* _Exercise aim_
Copy the records starting at the line that contains "Can you find the white wall" and ending at the line that contains "[[89, 90], [302, 216], [387, 155], [314, 171], [297, 170]]", with "Drop one point per instance" changed to "Place one point per instance" and everything else kept the same.

* _Data in this exercise_
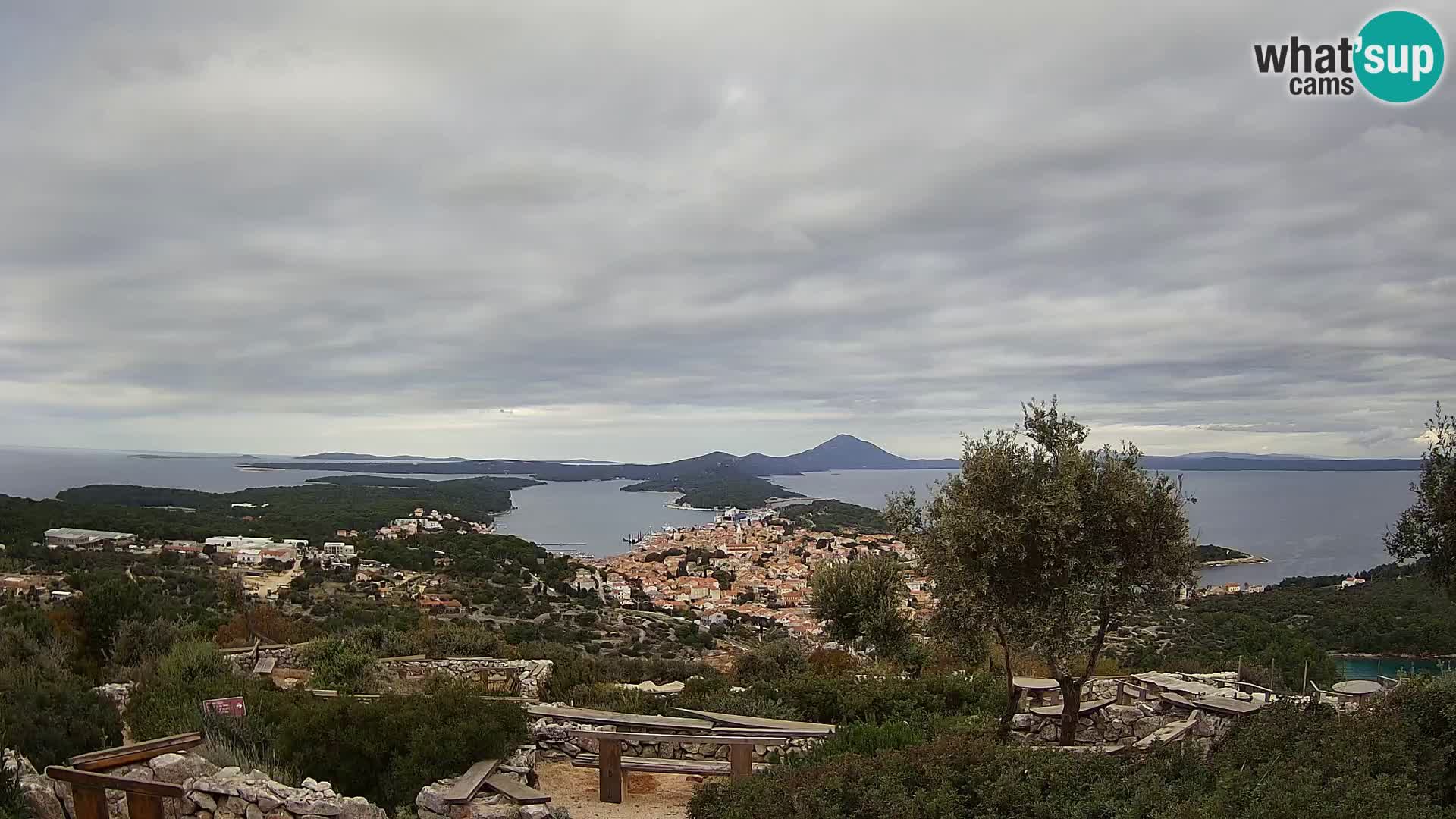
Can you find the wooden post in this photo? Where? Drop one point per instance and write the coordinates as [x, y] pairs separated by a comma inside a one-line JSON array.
[[740, 761], [143, 806], [91, 802], [609, 776]]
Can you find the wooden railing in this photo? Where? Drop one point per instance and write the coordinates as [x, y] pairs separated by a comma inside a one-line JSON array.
[[143, 796], [89, 793]]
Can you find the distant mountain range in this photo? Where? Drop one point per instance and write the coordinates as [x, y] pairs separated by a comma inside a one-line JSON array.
[[839, 452]]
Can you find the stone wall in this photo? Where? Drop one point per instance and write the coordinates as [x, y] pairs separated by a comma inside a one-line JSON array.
[[522, 765], [212, 793], [555, 742], [1116, 725], [532, 675]]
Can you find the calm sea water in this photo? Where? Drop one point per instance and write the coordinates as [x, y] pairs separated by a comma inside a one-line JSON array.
[[1370, 668], [1304, 522]]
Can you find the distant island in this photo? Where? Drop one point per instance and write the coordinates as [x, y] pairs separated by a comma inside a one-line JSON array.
[[721, 479], [149, 457], [1213, 557], [363, 457]]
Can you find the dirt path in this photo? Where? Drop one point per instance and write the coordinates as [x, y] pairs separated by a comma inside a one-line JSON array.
[[650, 796]]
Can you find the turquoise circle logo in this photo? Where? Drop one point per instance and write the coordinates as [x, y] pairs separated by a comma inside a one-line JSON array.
[[1401, 57]]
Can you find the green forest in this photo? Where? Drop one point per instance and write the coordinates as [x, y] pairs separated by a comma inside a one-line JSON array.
[[313, 510]]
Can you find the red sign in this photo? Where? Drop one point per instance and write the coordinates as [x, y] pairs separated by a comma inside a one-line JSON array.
[[226, 707]]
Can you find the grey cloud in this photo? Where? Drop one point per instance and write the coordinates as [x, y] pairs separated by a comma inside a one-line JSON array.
[[666, 228]]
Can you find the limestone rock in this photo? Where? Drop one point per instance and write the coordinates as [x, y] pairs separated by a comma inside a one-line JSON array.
[[433, 798], [312, 808], [180, 767], [39, 796], [360, 808]]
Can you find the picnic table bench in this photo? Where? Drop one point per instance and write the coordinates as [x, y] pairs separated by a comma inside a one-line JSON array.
[[613, 767], [482, 776]]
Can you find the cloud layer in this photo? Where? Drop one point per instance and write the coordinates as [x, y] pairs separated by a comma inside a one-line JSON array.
[[645, 231]]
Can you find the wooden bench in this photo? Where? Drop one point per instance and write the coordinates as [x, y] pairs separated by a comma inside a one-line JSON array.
[[482, 776], [136, 752], [89, 793], [1082, 708], [613, 767]]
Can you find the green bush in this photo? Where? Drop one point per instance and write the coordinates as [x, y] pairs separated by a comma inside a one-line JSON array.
[[49, 713], [877, 700], [772, 662], [346, 665], [1389, 761], [386, 749], [169, 697]]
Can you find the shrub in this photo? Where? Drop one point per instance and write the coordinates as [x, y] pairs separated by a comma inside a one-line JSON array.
[[386, 749], [346, 665], [832, 662], [770, 662], [49, 713], [169, 697], [1385, 763], [612, 697]]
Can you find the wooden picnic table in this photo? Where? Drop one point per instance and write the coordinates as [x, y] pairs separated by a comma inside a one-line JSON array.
[[759, 723], [644, 722], [1357, 689]]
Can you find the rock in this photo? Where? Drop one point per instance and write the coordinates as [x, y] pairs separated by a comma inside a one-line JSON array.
[[360, 808], [313, 808], [433, 798], [39, 796], [14, 763], [180, 767]]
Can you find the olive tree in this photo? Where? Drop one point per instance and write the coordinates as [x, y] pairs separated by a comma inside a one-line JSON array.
[[1429, 528], [862, 602], [1050, 547]]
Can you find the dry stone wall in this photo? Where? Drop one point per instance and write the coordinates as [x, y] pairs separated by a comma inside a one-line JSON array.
[[555, 742], [212, 793], [1116, 725], [522, 765], [532, 675]]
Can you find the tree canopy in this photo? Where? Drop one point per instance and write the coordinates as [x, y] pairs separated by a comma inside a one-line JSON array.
[[1050, 545], [1429, 528]]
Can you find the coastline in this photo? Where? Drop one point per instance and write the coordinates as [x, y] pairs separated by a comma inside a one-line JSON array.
[[1251, 560]]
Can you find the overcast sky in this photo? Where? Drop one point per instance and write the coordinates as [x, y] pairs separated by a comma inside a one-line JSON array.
[[644, 231]]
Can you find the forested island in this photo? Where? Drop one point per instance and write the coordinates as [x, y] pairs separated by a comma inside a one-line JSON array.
[[1212, 556], [315, 510]]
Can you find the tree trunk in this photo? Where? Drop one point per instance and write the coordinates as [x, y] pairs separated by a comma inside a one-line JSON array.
[[1012, 695], [1071, 704]]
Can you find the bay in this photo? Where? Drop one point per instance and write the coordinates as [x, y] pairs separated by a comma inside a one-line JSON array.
[[1302, 522]]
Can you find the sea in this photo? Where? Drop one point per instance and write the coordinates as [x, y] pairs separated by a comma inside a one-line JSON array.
[[1302, 522]]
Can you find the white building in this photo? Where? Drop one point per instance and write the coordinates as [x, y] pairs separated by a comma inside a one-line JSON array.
[[248, 557]]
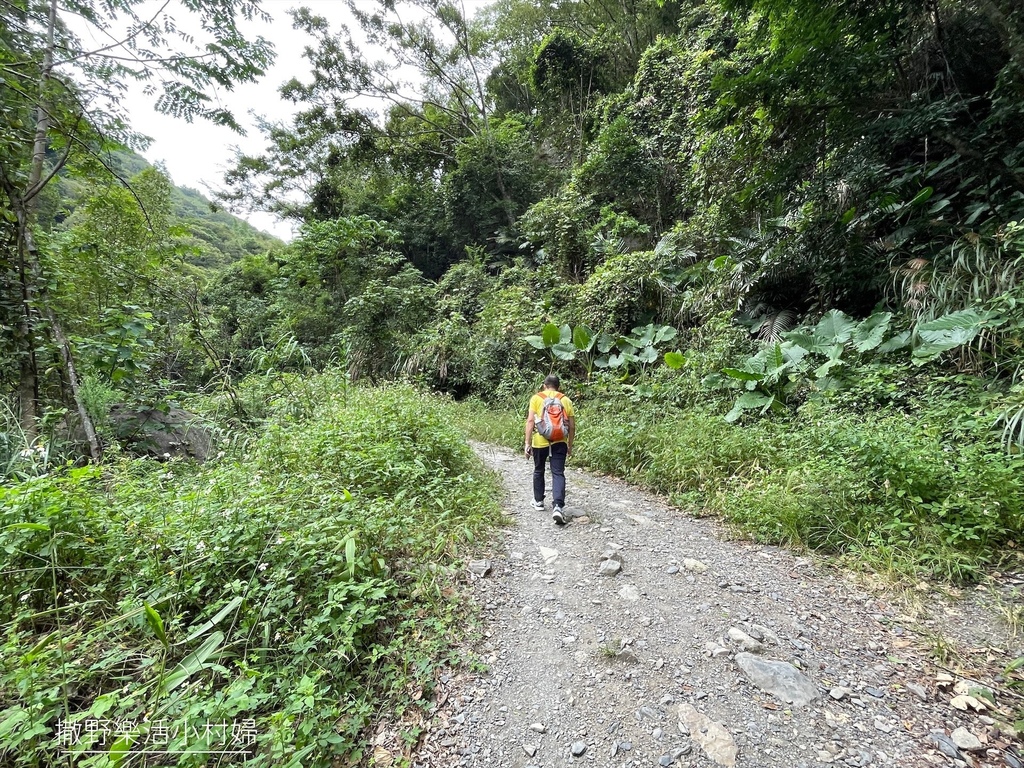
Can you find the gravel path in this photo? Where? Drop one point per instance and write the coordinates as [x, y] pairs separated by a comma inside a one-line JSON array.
[[642, 667]]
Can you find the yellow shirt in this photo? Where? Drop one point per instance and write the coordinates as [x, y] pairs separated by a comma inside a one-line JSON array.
[[537, 406]]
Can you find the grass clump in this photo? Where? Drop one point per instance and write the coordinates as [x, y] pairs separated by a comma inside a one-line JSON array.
[[301, 588]]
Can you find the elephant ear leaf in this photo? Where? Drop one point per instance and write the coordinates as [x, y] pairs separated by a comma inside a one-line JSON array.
[[835, 328], [551, 335], [675, 360], [583, 338], [563, 351], [869, 333]]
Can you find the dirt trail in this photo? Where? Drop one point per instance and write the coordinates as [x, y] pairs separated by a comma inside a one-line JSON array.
[[591, 670]]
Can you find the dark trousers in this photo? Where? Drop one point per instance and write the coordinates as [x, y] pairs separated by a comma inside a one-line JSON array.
[[557, 452]]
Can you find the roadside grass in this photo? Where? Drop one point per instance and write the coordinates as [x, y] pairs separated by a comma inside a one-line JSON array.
[[912, 496], [296, 588]]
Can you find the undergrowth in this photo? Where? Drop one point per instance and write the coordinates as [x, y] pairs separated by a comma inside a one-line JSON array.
[[915, 486], [294, 589]]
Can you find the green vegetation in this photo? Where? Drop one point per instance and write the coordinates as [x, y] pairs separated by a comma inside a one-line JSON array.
[[774, 249], [302, 581]]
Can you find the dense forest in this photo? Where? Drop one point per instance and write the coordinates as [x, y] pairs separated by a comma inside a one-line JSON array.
[[774, 249]]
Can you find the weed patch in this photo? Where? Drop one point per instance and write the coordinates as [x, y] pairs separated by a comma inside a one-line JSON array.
[[296, 588]]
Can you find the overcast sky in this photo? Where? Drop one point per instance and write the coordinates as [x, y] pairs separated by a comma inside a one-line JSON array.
[[198, 154]]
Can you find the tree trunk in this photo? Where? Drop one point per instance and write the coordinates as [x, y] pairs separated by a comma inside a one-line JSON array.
[[33, 285]]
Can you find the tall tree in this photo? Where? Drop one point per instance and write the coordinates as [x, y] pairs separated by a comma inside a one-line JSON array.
[[62, 100]]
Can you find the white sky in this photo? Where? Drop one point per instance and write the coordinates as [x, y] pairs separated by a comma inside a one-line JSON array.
[[198, 154]]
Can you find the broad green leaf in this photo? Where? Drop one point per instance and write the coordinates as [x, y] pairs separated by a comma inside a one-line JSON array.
[[583, 338], [923, 197], [964, 318], [795, 353], [666, 333], [551, 335], [564, 350], [748, 401], [194, 662], [735, 373], [626, 344], [803, 340], [644, 335], [835, 328], [869, 333], [647, 354], [156, 623], [896, 342], [675, 360]]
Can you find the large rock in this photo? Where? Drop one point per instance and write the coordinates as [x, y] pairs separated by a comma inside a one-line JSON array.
[[778, 678], [710, 735], [174, 433]]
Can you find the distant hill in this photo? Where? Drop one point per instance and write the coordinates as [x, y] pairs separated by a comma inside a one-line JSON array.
[[221, 237]]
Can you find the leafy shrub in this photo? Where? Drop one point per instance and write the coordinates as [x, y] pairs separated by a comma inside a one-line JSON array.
[[302, 585]]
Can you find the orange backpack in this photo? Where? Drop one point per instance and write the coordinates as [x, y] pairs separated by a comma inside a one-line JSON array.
[[552, 425]]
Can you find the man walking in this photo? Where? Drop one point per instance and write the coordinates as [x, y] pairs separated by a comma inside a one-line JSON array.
[[549, 432]]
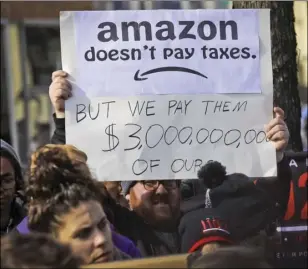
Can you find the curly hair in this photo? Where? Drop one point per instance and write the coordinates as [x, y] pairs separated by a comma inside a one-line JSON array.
[[56, 183], [35, 251]]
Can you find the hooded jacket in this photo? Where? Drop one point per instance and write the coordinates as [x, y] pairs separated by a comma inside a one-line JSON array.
[[18, 211]]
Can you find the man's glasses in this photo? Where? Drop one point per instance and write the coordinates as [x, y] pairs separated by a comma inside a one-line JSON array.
[[152, 185]]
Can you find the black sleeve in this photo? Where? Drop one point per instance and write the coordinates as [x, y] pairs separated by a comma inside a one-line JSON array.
[[278, 187], [58, 136]]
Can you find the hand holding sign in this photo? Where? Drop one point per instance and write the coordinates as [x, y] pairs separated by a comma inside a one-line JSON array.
[[59, 91], [277, 132]]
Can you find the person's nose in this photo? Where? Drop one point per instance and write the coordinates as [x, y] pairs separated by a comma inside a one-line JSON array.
[[99, 238]]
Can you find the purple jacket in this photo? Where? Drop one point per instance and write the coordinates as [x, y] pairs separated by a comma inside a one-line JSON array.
[[120, 241]]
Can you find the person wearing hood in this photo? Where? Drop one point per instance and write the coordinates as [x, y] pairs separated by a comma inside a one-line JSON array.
[[12, 200], [154, 215]]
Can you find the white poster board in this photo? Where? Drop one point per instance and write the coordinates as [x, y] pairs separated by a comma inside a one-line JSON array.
[[158, 93]]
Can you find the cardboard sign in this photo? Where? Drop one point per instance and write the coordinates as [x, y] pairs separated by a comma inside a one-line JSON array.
[[157, 94]]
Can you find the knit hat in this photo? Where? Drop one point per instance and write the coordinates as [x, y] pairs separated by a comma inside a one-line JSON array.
[[200, 227], [247, 208]]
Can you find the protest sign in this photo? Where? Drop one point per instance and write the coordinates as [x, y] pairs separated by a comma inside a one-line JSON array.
[[157, 94]]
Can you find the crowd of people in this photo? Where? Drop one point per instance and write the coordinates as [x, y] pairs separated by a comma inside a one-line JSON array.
[[57, 215]]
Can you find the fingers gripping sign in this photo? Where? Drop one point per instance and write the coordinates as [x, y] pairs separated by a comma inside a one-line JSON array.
[[59, 90], [278, 133]]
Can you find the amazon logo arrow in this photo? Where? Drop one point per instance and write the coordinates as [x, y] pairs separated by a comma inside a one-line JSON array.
[[140, 77]]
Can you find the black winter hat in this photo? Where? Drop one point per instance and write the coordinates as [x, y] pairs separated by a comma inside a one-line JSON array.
[[200, 227], [247, 208]]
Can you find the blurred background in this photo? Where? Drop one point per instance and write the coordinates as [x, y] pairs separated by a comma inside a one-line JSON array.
[[30, 52]]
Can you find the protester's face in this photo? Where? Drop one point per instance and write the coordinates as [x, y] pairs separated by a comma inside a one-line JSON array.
[[86, 229], [158, 206], [114, 188], [7, 181]]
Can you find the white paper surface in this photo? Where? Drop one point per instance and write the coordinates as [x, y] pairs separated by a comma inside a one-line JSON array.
[[221, 45], [171, 101]]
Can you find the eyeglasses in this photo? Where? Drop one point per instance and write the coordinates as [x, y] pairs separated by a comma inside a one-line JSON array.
[[152, 185]]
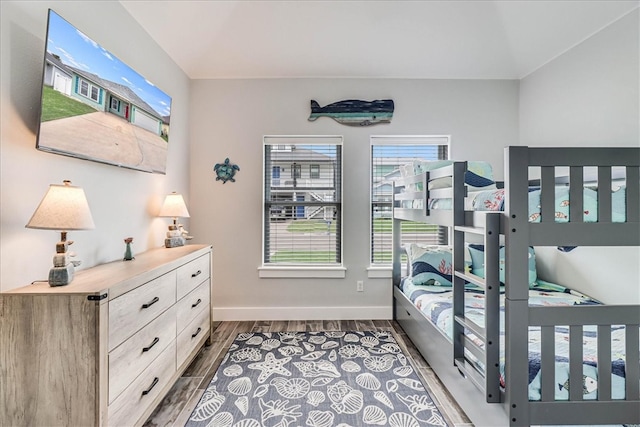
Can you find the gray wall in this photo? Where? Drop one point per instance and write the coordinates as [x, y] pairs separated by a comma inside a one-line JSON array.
[[124, 203], [229, 119], [589, 97]]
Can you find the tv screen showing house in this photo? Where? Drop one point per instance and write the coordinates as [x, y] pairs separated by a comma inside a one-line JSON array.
[[96, 107]]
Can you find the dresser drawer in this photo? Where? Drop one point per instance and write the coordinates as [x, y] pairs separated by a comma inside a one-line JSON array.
[[135, 400], [193, 333], [131, 357], [192, 274], [191, 305], [131, 311]]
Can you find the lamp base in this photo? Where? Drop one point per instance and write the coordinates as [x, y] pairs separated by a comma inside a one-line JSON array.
[[172, 242], [60, 276]]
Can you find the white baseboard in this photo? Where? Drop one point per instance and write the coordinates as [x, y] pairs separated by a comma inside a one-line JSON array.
[[302, 313]]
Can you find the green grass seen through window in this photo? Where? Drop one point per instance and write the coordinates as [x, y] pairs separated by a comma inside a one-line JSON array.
[[56, 105]]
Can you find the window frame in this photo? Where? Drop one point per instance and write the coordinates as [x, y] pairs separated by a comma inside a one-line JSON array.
[[314, 171], [301, 270], [90, 88], [379, 269]]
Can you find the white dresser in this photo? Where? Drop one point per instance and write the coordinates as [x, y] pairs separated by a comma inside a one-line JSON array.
[[105, 349]]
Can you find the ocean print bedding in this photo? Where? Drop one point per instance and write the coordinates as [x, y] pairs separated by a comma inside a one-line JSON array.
[[436, 303], [493, 200]]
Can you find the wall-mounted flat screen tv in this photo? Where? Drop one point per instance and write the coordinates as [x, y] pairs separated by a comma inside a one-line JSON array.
[[96, 107]]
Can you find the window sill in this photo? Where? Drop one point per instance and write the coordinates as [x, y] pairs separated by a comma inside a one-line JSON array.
[[294, 272], [377, 272]]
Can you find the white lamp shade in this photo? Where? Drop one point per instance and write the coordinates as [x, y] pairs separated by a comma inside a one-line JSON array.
[[63, 208], [174, 206]]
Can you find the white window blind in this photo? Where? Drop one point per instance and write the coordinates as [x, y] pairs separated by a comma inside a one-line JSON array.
[[388, 153], [302, 200]]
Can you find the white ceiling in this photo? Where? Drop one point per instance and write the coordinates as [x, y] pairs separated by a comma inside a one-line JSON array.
[[369, 38]]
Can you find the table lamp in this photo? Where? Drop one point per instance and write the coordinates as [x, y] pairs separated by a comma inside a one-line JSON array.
[[64, 208], [174, 207]]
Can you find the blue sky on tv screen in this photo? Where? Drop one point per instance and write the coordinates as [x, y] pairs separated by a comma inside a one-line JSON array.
[[79, 51]]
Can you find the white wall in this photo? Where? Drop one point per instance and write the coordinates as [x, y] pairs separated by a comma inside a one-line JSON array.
[[123, 202], [229, 119], [589, 97]]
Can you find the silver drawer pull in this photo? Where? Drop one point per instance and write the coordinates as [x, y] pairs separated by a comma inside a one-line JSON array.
[[150, 303], [156, 340], [153, 384]]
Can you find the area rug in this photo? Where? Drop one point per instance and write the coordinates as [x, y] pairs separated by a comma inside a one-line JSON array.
[[315, 379]]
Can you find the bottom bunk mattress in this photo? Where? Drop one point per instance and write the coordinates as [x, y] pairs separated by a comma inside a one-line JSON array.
[[436, 303]]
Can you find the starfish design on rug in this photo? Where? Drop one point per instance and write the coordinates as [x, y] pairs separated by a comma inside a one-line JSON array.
[[271, 366]]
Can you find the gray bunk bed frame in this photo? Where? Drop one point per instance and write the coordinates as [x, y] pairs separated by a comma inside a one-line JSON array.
[[510, 405]]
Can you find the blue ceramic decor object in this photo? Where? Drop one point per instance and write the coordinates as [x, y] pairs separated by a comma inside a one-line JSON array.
[[128, 255], [225, 171]]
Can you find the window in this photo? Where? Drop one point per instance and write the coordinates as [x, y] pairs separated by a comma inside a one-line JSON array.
[[89, 90], [302, 216], [387, 155], [314, 171], [297, 170]]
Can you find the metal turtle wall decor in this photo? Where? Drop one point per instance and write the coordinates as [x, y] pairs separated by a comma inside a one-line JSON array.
[[354, 112], [225, 171]]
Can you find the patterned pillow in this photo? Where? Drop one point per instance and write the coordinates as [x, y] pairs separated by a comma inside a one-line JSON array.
[[479, 176], [430, 265], [477, 263]]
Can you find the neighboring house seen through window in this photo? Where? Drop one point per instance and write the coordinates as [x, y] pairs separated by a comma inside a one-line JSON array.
[[388, 155], [302, 201]]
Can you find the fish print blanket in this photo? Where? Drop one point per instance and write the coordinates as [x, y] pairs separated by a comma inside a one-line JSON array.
[[436, 303], [493, 200]]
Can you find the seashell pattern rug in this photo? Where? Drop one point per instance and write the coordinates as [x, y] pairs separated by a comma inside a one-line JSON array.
[[315, 379]]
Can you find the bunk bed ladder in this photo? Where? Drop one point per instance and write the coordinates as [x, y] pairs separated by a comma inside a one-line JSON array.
[[485, 377]]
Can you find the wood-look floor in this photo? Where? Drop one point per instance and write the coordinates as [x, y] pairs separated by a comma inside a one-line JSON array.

* _Answer in full_
Can you find the white wall in this photo? Where? Place one point per instance and write the coordinates as [x, y] pairs separated by a comma inside a one-line JSON array.
[[123, 202], [229, 119], [589, 97]]
Can you find the silver drawer pull in this photo? Where? Place one point per instance and write the coordinates as [x, y] pairs separated by a comma inside a one-line JSON array.
[[150, 303], [156, 340], [153, 384]]
Can you find the area rug in this photo? Where? Place one point per instance and write the coordinates as [x, y] pairs separated by a comma inside a one-line JSON array.
[[315, 379]]
Can you find the bottom bunk mattress in this photo? Where? Place one point per instance and write the coordinates as [x, y] pairs separated by a comma inside a one-line JSON array.
[[436, 303]]
Can you find the starfish design on rug in this photo? Where? Place one point per instance and write the coordinates as [x, y] pairs separated by a comma inside a one-line JSON array.
[[271, 366]]
Can you find the gray bunk bed frame in this photo? Where? Place one point per instance and write the coordinates as [x, y] pairs separated by a comma inside a one-line JSON array.
[[510, 405]]
Can you find the blue ceramic decor object in this photo? Where? Place one point per instance and write the coordinates as [x, y] pairs separated by a comma inside a one-line JSON array.
[[128, 255], [225, 171]]
Can you find the window in this photo? Where? Place one point per instance and write the coordinates as [x, y] pairs separated by a comma inside a one-line JSON array.
[[89, 90], [302, 216], [387, 155], [314, 171], [297, 170]]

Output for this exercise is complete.